● **Prompt 1**
Tally the lines in the rows below that contain the string "background", and give only the number.

● **Quoted text**

Symphony No. 7 in A Major, Op. 92
Ludwig van Beethoven (1770-1827)


THE STORY

The seventh of Beethoven’s nine symphonies is raucous, lively, and energetic, a work that composer Richard Wagner would later call “the apotheosis of the dance.” From the stately trot of the second movement to the free-wheeling gusto of the finale, the Seventh Symphony seems to have taken inspiration from bodily movement.

The Symphony was primarily composed in 1811, though bits and pieces of its musical ideas appear in Beethoven’s sketchbooks as early as 1808. The dance and folk elements may be attributed to another project he was focused on at the same time: the arrangement of a collection of folk songs from Ireland and Scotland. The first movement’s rhythmic pattern sounds remarkably like an Irish jig, and the horns, trumpets, and bassoons in the third movement suggest the drone of bagpipes.

● **Prompt 2**
In the text above about Beethoven's Seventh Symphony, what explanation is offered for the work's dance and folk elements?

[Point labeling examples]
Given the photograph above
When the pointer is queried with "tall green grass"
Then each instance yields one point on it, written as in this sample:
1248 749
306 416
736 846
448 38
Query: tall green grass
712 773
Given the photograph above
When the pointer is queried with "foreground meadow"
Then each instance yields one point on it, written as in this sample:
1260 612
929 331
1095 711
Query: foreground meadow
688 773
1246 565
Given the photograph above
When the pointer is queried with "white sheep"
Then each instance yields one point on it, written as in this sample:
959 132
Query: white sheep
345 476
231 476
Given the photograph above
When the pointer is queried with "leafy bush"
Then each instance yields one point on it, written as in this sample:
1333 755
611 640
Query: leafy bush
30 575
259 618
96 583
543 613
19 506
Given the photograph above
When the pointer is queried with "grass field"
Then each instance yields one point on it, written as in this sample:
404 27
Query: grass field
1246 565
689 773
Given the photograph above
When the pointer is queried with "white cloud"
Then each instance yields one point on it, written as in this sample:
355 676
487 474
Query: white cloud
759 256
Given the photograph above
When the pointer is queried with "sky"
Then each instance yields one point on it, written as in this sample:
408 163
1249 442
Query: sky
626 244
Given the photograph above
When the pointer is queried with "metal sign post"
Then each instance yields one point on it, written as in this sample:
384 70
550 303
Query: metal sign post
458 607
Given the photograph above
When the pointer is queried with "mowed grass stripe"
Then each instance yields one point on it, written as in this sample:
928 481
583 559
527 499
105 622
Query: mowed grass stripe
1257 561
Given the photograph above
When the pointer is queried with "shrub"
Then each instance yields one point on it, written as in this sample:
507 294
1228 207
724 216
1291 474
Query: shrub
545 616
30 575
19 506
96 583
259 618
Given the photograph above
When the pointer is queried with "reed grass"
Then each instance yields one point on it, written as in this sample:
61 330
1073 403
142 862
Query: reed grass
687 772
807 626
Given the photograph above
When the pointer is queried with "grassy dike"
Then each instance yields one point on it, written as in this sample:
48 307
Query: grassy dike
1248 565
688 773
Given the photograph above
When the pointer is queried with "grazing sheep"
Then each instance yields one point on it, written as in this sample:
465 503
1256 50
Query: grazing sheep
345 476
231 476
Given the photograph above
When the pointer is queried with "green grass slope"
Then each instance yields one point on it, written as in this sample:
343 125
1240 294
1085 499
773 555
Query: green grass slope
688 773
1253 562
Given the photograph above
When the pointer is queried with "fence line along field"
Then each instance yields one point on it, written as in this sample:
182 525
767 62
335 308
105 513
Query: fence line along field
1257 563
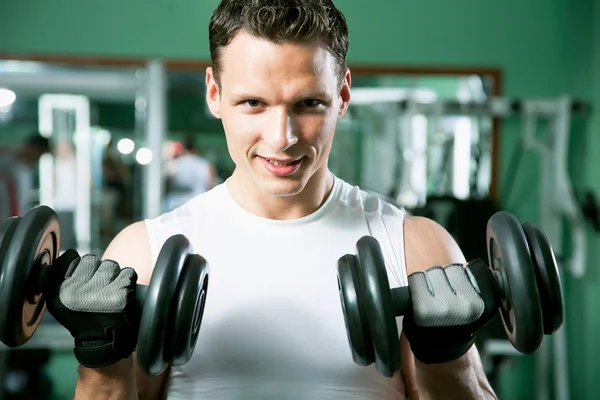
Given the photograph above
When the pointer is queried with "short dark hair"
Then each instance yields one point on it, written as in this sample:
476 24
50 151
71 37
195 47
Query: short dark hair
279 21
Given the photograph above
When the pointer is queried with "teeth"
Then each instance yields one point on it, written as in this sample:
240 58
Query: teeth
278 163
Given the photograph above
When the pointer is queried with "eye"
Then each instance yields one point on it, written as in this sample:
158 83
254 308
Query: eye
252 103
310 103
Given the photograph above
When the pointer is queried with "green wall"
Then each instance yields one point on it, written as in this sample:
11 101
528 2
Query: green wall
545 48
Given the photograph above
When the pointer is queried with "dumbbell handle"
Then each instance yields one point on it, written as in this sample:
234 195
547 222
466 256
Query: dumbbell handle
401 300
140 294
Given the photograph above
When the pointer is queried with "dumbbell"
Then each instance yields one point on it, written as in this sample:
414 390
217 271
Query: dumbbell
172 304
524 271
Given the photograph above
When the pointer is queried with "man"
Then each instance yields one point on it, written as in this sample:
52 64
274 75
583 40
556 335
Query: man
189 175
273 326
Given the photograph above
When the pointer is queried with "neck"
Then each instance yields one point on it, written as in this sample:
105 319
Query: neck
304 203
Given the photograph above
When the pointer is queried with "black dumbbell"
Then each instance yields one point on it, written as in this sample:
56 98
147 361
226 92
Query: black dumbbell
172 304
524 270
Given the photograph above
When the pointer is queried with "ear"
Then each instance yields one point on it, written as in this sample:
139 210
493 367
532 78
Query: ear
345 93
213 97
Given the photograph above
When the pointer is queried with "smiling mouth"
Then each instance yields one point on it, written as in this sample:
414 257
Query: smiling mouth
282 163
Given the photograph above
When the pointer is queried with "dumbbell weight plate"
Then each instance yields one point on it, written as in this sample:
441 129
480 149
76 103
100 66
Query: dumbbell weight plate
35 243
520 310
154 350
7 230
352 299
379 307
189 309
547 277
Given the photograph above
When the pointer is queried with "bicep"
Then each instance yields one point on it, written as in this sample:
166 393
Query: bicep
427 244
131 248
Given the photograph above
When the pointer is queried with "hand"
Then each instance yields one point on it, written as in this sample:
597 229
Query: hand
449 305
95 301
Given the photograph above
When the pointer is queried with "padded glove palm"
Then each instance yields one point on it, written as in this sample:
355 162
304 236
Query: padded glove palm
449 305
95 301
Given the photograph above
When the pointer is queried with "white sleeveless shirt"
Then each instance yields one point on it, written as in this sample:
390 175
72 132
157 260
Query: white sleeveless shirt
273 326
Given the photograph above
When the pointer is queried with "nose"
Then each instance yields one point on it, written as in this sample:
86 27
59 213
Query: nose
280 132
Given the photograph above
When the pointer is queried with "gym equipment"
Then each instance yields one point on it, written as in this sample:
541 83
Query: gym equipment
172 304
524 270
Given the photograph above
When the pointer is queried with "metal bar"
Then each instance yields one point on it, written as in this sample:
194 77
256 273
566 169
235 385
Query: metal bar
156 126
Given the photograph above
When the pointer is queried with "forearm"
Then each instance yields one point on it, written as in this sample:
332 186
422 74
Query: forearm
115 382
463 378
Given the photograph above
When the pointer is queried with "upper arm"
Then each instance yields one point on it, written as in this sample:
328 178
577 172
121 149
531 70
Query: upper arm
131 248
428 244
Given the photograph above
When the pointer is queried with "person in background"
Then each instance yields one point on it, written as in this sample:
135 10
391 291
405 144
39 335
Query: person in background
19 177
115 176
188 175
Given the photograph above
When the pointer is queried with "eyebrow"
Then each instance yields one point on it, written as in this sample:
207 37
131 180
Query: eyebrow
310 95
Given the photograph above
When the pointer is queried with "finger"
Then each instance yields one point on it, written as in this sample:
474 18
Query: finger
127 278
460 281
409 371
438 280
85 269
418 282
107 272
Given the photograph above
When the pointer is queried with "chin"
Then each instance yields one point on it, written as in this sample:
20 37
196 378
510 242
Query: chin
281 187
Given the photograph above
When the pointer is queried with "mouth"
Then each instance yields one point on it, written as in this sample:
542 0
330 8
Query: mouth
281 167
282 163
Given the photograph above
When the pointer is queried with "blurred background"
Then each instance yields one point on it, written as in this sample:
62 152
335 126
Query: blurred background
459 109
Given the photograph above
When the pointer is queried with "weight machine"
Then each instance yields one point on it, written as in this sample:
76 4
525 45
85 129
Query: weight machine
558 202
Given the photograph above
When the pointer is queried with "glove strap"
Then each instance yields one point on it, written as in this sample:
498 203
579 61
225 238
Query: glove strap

● **Exercise output 1**
4

● **Exercise output 2**
The text says these elements may be due to another project Beethoven was working on at the same time: arranging a collection of folk songs from Ireland and Scotland.